Records contained in a dataset

········

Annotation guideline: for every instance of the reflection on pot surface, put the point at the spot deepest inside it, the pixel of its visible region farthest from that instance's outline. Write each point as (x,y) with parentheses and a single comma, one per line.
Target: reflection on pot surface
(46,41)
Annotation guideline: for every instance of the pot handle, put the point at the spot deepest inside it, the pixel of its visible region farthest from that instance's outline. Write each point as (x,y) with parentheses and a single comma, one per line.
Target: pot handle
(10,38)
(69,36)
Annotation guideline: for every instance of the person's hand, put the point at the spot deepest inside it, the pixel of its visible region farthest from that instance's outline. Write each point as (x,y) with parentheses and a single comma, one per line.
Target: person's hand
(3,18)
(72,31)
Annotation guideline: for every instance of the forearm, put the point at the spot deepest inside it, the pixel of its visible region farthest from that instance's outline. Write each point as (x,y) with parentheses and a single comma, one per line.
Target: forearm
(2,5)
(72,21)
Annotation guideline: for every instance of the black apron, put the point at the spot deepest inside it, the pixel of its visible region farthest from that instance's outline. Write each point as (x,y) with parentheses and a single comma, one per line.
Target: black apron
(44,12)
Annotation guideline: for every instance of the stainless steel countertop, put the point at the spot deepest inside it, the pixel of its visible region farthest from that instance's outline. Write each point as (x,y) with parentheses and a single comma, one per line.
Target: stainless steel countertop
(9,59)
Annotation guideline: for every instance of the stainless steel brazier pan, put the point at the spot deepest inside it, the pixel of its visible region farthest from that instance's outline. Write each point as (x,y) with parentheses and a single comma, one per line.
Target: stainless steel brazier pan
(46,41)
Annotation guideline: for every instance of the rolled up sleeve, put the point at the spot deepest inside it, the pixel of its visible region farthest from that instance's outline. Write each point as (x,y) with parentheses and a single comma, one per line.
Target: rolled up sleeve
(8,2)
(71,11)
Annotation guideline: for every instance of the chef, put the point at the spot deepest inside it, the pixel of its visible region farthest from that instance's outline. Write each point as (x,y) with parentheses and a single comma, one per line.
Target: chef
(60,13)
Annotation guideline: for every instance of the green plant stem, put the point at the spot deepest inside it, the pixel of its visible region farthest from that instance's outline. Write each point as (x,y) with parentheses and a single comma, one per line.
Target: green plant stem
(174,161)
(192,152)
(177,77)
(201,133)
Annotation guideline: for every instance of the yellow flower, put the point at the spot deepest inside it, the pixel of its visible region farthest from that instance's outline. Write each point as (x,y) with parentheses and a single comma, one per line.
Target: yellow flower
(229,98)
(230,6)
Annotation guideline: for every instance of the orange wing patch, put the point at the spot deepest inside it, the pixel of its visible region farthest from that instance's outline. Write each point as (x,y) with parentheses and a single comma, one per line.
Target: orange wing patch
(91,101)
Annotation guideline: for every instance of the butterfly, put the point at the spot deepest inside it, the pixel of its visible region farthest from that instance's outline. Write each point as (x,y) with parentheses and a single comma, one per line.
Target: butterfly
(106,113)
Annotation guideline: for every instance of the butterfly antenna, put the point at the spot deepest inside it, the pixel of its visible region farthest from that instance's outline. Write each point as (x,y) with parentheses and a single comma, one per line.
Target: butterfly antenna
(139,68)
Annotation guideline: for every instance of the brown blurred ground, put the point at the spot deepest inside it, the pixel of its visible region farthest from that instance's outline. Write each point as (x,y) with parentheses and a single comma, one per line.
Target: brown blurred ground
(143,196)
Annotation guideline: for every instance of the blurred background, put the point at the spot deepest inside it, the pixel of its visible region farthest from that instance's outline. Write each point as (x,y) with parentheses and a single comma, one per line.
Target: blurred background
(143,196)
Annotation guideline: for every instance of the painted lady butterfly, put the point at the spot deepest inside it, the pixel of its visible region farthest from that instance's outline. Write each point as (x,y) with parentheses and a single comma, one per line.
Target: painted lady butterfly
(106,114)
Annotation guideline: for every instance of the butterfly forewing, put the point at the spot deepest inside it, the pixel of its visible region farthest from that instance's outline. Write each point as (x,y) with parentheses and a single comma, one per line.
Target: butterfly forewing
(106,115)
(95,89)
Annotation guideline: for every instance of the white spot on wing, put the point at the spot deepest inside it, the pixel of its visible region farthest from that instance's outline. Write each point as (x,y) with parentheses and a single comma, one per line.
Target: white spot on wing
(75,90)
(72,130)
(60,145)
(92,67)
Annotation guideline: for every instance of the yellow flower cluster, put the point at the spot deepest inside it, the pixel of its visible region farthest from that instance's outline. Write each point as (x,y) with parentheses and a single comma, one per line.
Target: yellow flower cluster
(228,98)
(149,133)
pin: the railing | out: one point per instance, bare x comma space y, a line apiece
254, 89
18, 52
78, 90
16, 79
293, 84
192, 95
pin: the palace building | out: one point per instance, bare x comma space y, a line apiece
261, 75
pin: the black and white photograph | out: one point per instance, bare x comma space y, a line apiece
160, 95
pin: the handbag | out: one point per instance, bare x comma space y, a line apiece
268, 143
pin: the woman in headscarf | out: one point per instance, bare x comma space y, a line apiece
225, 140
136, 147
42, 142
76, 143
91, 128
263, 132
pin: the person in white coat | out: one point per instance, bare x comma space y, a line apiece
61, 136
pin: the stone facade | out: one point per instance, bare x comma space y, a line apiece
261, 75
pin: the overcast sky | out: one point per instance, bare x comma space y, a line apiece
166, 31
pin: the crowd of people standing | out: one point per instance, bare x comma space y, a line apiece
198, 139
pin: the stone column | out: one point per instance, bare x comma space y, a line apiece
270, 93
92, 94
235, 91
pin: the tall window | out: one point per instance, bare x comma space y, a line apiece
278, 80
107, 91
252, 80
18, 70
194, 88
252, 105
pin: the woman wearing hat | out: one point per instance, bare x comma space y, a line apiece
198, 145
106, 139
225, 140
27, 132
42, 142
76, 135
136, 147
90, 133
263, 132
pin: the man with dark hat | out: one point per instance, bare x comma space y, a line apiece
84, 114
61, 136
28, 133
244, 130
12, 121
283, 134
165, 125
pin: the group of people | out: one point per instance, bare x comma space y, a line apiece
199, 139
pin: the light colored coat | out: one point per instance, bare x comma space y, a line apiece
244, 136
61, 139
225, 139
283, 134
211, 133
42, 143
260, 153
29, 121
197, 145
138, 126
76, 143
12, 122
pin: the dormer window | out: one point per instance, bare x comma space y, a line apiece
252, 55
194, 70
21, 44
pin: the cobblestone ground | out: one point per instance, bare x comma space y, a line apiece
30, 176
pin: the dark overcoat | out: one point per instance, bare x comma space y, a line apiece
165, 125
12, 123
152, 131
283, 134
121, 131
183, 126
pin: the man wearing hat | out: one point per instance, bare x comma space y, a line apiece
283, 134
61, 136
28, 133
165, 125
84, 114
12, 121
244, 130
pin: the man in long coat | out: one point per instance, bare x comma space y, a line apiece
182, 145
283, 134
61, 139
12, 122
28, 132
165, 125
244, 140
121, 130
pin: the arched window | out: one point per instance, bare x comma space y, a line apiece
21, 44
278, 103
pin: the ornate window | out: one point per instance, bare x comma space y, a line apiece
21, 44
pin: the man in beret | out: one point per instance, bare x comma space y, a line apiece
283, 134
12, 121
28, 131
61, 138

········

_How to complete this task:_
Could you retype exactly the lines above from the one containing "pin: the arched" through the last line of the records, both included, and nothing else?

_Final answer:_
pin: the arched window | out: one point per instance, bare x comma space y, a line apiece
21, 44
278, 103
pin: the ornate window | out: one point per instance, bare x comma space y, a line apiece
21, 44
pin: the man in beret | out: one point per instance, bare x comma space y, a line apiece
283, 134
12, 121
28, 131
61, 138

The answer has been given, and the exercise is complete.